TASK » According to the Kung Lao passage, who trained Kung Lao and Raiden in martial arts in Mortal Kombat 1?

SOURCE PASSAGE »
In Mortal Kombat 11 (2019), past iterations of Kung Lao and Liu Kang are brought to the present due to the machinations of the keeper of time Kronika. After learning the Shaolin Temple was attacked by Kronika's forces, the monks head out to investigate, only to encounter their revenant selves and fail to stop Kronika's henchman Geras from stealing vials of Earthrealm's lifeforce. They later help Kitana defeat Shao Kahn and lead the surviving Shaolin monks alongside the combined Earthrealm/Outworld armies in assaulting Kronika's Keep while their revenants attempt to stop them.

In Mortal Kombat 1, the Kung Lao from Liu Kang's new timeline was born and raised in the village of Fengjian, where he worked in the fields alongside his childhood friend, Raiden. In one of his intros with Liu Kang, the Great Kung Lao's victory is revealed to be hidden from the Earthrealm's public at the said ancestor's behest. After the two were trained in martial arts by Madam Bo, Liu Kang recruits them to be defenders of Earthrealm in the tournament against Outworld alongside Johnny Cage and Kenshi. The fight with Sub-Zero Liu Kang set up to test him also inspired him to develop his razor-sharp hat. After Raiden becomes Earthrealm's champion and wins the tournament for them, Liu Kang sends the remaining warriors to investigate Shang Tsung. To prevent Titan Shang Tsung from destroying his timeline, Liu Kang summons Titan incarnations of Kitana, Kung Lao, and Raiden to assist him. After Shang Tsung's Titan counterpart is defeated, Kung Lao becomes an instructor at the Wu Shi Academy, with Shujinko becoming one of his first students. Due to Kung Lao not teaching him humility, Shujinko became a threat to the realms before Liu Kang erased his memories. Kung Lao agreed to train him again, but with Raiden's help.

Source records »
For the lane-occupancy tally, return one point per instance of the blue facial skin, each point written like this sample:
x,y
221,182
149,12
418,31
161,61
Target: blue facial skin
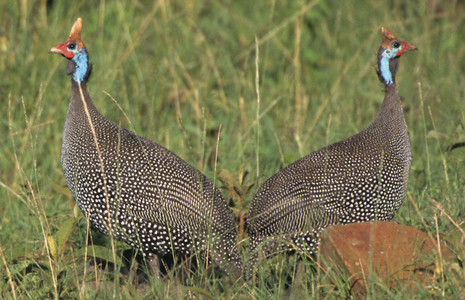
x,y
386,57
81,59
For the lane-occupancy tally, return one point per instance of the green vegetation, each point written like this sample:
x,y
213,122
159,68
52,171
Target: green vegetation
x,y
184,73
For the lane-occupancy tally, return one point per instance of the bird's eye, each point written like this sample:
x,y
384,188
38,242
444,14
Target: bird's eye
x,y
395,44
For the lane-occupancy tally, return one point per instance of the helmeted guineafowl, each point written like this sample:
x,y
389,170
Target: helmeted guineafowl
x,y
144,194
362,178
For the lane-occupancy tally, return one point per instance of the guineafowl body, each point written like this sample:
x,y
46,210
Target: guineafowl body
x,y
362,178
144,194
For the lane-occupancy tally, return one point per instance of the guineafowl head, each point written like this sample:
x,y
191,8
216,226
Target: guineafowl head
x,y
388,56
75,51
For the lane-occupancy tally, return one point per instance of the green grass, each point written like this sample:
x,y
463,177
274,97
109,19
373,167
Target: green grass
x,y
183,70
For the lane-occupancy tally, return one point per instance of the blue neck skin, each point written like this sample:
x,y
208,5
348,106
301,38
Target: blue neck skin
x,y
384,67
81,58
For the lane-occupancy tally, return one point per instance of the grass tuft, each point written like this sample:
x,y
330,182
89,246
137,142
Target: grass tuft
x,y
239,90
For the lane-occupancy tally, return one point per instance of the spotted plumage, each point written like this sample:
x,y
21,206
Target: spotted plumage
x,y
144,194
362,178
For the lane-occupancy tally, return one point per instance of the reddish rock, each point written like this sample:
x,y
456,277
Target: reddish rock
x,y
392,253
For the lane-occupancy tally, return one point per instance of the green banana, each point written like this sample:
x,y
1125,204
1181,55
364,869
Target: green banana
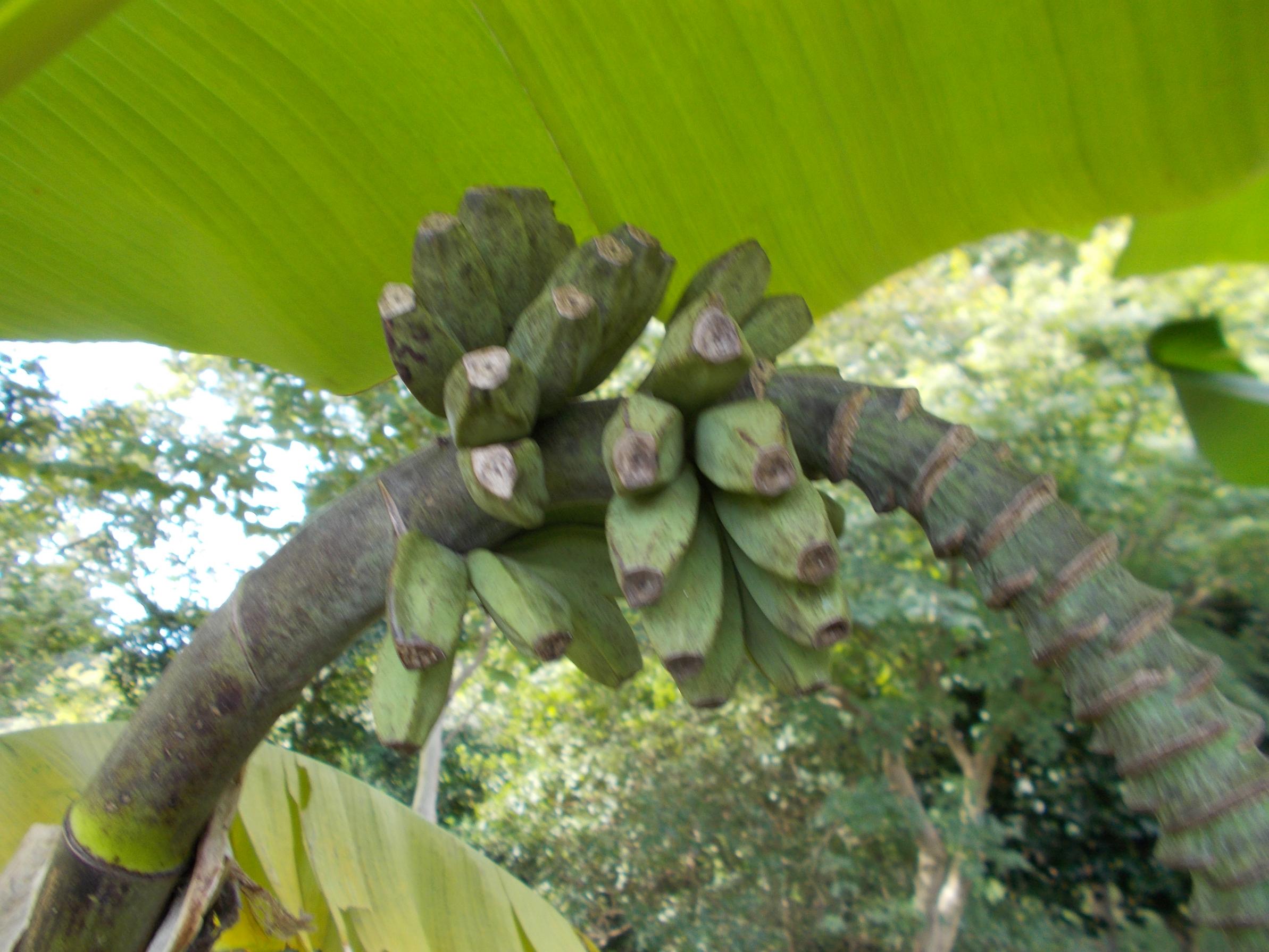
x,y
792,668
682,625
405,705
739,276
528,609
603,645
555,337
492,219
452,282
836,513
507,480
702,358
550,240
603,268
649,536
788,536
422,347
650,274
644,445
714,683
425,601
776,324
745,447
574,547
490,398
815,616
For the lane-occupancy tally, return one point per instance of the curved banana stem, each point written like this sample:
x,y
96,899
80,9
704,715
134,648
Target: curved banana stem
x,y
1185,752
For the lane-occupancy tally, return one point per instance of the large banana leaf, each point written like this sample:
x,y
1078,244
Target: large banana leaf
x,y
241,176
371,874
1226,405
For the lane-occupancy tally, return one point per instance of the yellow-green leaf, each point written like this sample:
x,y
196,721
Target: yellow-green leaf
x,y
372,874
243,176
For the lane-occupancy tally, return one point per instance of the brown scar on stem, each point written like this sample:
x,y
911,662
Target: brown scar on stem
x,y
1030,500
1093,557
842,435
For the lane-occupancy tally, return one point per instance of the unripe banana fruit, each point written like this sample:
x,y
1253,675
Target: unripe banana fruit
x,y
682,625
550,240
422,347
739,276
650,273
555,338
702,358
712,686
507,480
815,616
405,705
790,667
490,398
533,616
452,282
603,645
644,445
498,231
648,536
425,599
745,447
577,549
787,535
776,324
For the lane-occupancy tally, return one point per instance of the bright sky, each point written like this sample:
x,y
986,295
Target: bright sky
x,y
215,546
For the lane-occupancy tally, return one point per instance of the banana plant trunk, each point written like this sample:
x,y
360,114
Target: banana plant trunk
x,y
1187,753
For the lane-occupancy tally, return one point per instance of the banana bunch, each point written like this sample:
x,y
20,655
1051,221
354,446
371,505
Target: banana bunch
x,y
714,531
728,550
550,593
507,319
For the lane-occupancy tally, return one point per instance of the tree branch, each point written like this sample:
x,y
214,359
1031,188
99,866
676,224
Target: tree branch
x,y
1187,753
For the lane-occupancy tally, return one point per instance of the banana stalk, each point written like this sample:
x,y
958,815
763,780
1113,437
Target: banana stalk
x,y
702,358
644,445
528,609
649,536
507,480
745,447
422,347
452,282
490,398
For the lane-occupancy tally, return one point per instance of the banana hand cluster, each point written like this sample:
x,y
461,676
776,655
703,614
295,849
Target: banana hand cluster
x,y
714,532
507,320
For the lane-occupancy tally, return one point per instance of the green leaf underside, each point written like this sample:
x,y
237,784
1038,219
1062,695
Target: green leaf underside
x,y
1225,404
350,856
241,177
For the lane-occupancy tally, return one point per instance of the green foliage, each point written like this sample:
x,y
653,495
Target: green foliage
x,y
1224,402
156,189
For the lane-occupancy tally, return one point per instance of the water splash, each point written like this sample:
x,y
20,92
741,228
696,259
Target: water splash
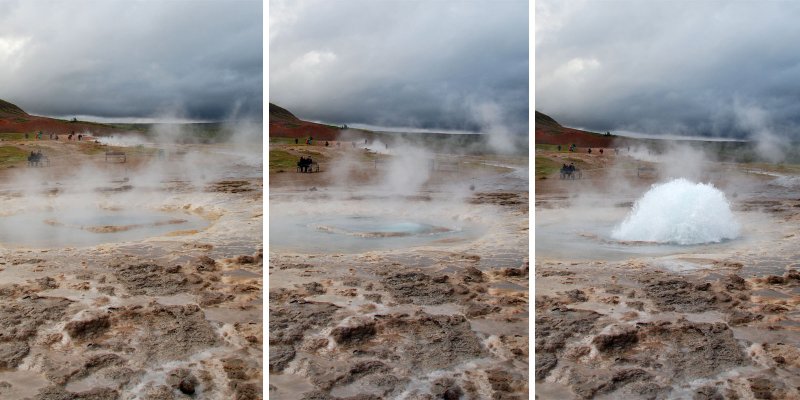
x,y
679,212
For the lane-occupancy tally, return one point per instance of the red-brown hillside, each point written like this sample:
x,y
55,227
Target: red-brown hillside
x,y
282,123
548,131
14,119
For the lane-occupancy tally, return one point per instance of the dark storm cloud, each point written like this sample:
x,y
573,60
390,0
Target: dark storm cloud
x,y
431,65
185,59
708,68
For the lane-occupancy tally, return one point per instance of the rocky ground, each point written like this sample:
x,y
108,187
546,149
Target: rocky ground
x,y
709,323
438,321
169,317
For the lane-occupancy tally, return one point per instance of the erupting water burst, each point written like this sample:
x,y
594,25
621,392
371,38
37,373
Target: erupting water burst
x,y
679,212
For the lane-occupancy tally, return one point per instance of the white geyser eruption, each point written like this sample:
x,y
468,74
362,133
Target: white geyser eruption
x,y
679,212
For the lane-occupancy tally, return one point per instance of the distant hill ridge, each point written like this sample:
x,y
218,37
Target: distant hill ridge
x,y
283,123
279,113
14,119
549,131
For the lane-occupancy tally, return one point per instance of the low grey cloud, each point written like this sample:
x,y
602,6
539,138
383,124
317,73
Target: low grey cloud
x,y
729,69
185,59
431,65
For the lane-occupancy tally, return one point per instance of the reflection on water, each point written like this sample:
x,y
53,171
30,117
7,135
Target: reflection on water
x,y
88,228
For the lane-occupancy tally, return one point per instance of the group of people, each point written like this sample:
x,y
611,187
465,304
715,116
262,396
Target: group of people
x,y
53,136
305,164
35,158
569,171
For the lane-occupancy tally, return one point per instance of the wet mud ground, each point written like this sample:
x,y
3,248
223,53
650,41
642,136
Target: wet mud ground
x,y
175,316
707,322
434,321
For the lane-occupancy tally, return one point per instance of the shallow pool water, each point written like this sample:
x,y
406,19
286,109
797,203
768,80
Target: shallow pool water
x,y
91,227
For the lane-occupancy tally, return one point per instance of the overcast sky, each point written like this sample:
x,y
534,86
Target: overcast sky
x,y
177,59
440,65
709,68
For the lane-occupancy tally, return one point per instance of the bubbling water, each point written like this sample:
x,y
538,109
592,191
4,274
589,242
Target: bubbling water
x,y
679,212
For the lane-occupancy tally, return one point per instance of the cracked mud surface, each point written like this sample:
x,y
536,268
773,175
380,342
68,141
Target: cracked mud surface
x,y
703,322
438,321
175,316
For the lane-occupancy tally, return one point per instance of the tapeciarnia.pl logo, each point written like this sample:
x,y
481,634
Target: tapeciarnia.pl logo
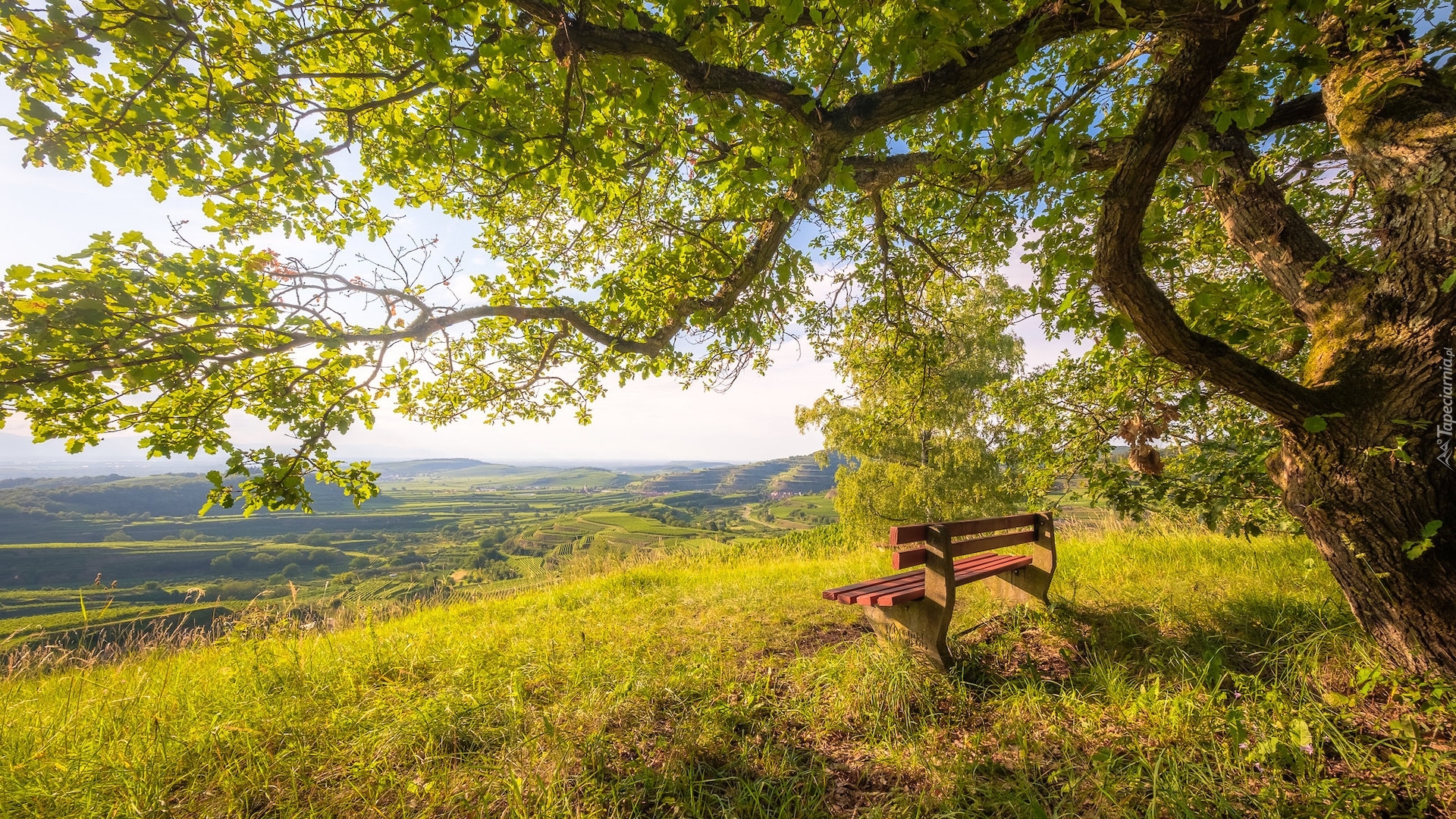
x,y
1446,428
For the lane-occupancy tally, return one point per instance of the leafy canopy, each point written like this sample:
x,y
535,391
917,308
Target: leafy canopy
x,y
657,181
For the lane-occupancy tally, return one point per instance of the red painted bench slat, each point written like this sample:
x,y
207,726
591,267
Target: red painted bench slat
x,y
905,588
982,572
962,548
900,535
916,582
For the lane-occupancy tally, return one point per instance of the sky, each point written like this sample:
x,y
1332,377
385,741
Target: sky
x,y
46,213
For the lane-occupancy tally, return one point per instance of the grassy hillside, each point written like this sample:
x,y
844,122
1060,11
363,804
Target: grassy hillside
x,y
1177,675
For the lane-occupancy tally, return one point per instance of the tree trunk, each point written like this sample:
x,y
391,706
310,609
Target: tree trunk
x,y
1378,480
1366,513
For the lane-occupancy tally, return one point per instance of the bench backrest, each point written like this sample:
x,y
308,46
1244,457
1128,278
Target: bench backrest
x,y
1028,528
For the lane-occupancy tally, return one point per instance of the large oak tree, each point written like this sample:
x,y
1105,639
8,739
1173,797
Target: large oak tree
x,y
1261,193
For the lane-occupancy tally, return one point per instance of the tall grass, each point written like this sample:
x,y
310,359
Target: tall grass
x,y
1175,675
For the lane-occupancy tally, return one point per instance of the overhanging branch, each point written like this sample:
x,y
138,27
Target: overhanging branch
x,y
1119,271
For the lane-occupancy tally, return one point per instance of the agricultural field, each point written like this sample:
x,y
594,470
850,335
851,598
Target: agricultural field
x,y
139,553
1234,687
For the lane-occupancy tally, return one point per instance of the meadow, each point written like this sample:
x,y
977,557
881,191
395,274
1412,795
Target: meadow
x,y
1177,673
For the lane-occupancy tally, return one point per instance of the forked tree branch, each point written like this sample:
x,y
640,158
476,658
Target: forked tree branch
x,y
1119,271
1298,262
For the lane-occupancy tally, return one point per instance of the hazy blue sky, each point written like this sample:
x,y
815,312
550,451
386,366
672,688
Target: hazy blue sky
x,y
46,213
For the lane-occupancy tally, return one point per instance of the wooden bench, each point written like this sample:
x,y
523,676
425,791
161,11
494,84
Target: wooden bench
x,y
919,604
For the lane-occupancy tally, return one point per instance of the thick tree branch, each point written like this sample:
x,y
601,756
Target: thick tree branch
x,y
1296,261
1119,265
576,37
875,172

PROBLEM SOLUTION » Madam Bo